▶ Exercise description: Please copy the lines starting at the one that contains "Could you mark the boy's" and continuing through the last line, swapping every "red book cover" for "green book cover" and leaving everything else unchanged.

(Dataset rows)
= = = = =

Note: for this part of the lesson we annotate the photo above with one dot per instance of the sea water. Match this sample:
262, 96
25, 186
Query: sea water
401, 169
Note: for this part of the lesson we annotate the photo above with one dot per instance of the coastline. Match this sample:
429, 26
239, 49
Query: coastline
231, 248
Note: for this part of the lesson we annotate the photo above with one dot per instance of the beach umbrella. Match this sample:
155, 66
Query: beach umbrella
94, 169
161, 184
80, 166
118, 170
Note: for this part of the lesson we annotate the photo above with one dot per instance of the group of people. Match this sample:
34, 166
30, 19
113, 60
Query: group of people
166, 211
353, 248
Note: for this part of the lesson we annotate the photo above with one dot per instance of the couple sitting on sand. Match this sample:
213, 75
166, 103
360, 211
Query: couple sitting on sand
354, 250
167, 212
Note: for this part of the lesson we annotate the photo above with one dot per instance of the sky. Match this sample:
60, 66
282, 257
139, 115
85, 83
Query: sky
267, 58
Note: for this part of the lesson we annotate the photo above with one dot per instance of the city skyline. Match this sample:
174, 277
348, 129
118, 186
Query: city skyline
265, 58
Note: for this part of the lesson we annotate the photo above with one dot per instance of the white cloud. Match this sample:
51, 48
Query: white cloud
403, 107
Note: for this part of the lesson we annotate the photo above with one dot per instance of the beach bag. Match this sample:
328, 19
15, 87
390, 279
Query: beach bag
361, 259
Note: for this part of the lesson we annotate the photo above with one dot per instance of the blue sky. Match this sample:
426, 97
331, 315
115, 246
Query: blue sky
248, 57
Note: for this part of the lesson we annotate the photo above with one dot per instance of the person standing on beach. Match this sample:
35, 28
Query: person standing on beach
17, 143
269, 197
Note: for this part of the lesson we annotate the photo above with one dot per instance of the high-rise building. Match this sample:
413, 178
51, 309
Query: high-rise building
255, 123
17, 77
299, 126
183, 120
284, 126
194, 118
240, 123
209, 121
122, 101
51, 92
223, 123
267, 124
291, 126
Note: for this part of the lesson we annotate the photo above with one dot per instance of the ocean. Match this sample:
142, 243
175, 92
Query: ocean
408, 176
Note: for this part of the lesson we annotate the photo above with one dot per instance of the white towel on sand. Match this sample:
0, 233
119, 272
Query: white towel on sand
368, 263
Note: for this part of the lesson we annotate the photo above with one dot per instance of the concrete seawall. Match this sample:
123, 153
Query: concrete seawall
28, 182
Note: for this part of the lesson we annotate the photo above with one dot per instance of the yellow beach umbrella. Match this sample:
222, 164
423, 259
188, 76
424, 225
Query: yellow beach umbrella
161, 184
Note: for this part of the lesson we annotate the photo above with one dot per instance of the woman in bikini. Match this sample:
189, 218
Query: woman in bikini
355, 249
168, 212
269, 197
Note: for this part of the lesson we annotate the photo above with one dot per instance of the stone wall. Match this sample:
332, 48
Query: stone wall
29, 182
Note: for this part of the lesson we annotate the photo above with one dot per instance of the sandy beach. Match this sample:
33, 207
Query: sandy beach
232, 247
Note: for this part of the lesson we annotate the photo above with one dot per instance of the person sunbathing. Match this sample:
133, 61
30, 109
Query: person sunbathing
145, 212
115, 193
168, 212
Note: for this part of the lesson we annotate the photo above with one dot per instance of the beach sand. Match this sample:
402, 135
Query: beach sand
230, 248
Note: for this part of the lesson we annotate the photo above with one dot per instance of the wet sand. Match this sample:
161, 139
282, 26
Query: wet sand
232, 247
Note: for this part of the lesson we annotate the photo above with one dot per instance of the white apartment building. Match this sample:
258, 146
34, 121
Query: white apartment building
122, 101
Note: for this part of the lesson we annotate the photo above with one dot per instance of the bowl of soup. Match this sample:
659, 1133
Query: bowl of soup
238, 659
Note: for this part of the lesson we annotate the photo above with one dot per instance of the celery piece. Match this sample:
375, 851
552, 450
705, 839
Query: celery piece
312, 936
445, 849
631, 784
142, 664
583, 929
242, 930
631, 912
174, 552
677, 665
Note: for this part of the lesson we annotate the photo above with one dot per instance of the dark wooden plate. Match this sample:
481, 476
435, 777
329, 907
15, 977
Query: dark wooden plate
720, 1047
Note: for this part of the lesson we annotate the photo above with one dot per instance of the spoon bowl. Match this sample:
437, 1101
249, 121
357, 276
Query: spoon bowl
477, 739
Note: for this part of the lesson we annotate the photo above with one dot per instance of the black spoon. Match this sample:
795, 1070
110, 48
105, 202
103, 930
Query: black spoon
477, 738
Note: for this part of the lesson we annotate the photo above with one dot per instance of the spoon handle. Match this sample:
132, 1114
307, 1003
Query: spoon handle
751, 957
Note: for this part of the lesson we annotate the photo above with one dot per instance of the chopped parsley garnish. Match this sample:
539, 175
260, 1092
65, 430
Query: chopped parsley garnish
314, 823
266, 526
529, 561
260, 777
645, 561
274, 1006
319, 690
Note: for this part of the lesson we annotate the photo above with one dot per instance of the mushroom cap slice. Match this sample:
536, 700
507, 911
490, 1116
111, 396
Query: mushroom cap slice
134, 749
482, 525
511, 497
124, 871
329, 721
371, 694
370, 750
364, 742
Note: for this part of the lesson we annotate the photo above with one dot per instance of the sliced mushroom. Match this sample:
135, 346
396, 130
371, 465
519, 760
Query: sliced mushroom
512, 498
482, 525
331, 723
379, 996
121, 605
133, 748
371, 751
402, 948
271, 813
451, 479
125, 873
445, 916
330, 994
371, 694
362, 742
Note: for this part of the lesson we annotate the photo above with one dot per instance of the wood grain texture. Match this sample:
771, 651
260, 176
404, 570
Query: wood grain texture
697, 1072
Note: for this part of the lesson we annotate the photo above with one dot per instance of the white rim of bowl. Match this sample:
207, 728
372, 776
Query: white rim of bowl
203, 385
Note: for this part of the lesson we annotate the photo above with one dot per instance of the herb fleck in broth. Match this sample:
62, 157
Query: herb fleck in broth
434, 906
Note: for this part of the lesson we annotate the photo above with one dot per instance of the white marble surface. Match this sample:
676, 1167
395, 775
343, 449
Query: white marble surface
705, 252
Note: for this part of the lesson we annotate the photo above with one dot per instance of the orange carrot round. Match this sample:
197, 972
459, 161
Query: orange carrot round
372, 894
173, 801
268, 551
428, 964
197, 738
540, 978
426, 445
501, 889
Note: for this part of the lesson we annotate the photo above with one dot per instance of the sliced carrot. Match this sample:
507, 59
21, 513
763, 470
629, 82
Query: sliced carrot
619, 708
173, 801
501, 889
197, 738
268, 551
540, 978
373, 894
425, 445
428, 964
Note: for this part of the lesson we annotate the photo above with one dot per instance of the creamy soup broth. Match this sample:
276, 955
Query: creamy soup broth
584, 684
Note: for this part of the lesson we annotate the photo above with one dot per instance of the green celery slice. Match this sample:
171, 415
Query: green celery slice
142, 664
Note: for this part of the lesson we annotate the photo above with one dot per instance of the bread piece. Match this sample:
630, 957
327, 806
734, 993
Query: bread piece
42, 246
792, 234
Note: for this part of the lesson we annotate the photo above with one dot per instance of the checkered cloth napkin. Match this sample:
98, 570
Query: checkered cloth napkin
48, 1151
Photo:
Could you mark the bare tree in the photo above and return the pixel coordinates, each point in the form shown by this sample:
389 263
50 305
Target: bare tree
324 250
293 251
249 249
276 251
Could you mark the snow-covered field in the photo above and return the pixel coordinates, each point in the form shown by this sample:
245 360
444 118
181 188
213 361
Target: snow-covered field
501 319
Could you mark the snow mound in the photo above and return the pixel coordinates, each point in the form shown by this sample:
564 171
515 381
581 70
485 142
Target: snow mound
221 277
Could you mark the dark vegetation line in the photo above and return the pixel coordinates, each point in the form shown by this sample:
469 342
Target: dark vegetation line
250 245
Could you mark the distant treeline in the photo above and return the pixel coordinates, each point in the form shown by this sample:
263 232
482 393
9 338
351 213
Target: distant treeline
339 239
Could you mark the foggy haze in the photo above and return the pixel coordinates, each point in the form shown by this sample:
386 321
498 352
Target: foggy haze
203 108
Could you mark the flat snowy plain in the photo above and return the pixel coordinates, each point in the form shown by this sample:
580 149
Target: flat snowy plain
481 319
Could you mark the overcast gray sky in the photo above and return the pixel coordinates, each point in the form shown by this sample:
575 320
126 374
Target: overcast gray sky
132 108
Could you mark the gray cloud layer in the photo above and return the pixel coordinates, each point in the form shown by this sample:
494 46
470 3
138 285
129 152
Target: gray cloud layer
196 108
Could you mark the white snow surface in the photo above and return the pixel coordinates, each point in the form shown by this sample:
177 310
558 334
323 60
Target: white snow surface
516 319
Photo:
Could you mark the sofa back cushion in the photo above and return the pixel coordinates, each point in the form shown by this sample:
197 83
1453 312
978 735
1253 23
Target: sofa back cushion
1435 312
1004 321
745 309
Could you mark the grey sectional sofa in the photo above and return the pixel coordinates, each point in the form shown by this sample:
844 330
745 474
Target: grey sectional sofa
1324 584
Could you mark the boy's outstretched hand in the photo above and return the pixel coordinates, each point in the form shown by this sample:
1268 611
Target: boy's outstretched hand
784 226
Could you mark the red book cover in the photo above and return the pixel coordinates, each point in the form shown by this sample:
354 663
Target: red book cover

= = = = =

▶ Answer to the task:
Could you mark the boy's outstretched hand in the photo above and return the pixel coordinates, each point in the form shown by this sample:
1268 611
Target: boy's outstretched hand
784 226
Could you mark the green book cover in the photo above and return the pixel coordinates, each point in the form shown by this sample:
354 663
Target: green book cover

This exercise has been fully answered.